DATASET EXTRACT:

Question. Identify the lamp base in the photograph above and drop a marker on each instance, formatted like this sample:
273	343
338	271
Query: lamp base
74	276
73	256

WHAT IS REQUIRED: Every entry should be retyped exactly as shown.

TASK RESPONSE:
Question. Identify the lamp base in the photograph above and drop a marker on each instance, formatted like this sample:
273	343
338	271
Query: lamp base
74	276
73	256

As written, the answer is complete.